Task details
Rewrite the data below so that every "Locate" becomes "Find", and keep everything else the same.

** Start **

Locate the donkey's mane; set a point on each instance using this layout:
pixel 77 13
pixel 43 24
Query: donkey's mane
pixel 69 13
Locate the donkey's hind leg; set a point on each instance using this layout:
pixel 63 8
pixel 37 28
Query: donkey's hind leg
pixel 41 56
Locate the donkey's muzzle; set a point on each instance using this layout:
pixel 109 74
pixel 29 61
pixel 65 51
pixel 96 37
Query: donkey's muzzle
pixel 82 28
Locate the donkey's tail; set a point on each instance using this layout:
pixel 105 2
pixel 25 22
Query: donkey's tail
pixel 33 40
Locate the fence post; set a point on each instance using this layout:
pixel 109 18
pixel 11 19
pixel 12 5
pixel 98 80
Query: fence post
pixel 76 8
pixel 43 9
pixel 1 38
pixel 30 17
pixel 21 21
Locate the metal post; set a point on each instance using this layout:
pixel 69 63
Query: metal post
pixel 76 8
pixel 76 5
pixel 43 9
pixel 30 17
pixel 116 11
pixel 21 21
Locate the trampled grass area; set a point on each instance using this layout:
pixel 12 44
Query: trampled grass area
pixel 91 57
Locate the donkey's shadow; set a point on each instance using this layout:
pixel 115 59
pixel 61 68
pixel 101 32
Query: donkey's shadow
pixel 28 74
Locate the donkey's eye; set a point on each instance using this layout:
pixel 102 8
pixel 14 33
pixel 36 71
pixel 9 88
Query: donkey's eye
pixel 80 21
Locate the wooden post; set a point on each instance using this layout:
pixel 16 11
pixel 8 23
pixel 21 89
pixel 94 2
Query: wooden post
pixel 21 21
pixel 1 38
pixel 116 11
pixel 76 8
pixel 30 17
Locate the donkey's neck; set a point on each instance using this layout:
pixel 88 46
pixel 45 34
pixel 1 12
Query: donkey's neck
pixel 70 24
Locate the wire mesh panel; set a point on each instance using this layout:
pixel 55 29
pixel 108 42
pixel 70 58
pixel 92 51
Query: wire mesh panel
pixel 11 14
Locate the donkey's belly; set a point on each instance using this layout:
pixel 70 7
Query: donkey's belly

** End **

Completed task
Find the donkey's mane; set a point on each instance using this layout:
pixel 77 13
pixel 43 24
Query: donkey's mane
pixel 69 13
Find the donkey's hind leg; set a point on each instance using this layout:
pixel 63 8
pixel 37 28
Query: donkey's hind leg
pixel 41 56
Find the donkey's muzzle; set a point on each instance using this layout:
pixel 109 74
pixel 29 61
pixel 65 51
pixel 96 37
Query: donkey's muzzle
pixel 82 28
Find the donkey's tail; set a point on each instance using this layout:
pixel 105 2
pixel 25 22
Query: donkey's tail
pixel 33 40
Find the fence post; set a point on each instance using this layout:
pixel 109 18
pixel 11 19
pixel 12 5
pixel 98 80
Query: fence post
pixel 76 8
pixel 43 9
pixel 1 38
pixel 30 17
pixel 21 21
Find the metal post; set a point on each instance using this layout:
pixel 69 63
Query: metal post
pixel 76 8
pixel 76 5
pixel 43 9
pixel 30 17
pixel 116 11
pixel 21 21
Find the trampled grass area; set a point on each instance using this layout:
pixel 12 44
Query: trampled grass area
pixel 91 57
Find the donkey's shadow; set a point on each instance using this layout:
pixel 115 59
pixel 61 68
pixel 101 32
Query: donkey's shadow
pixel 28 74
Find the donkey's eye; set a point on each instance using this layout:
pixel 102 8
pixel 14 33
pixel 36 71
pixel 9 88
Query: donkey's eye
pixel 80 21
Find the wooden post; set a point on each instance using this layout:
pixel 16 11
pixel 8 23
pixel 21 89
pixel 94 2
Query: wooden post
pixel 21 21
pixel 1 38
pixel 116 11
pixel 76 8
pixel 30 17
Find the donkey's neck; set a point on each instance using this layout:
pixel 88 46
pixel 45 34
pixel 1 12
Query: donkey's neck
pixel 70 24
Find the wire mesh panel; set a point on each instance using this layout:
pixel 55 29
pixel 108 42
pixel 70 58
pixel 92 51
Query: wire mesh panel
pixel 11 14
Find the donkey's belly; set a point on each instance using this layout:
pixel 70 7
Query: donkey's belly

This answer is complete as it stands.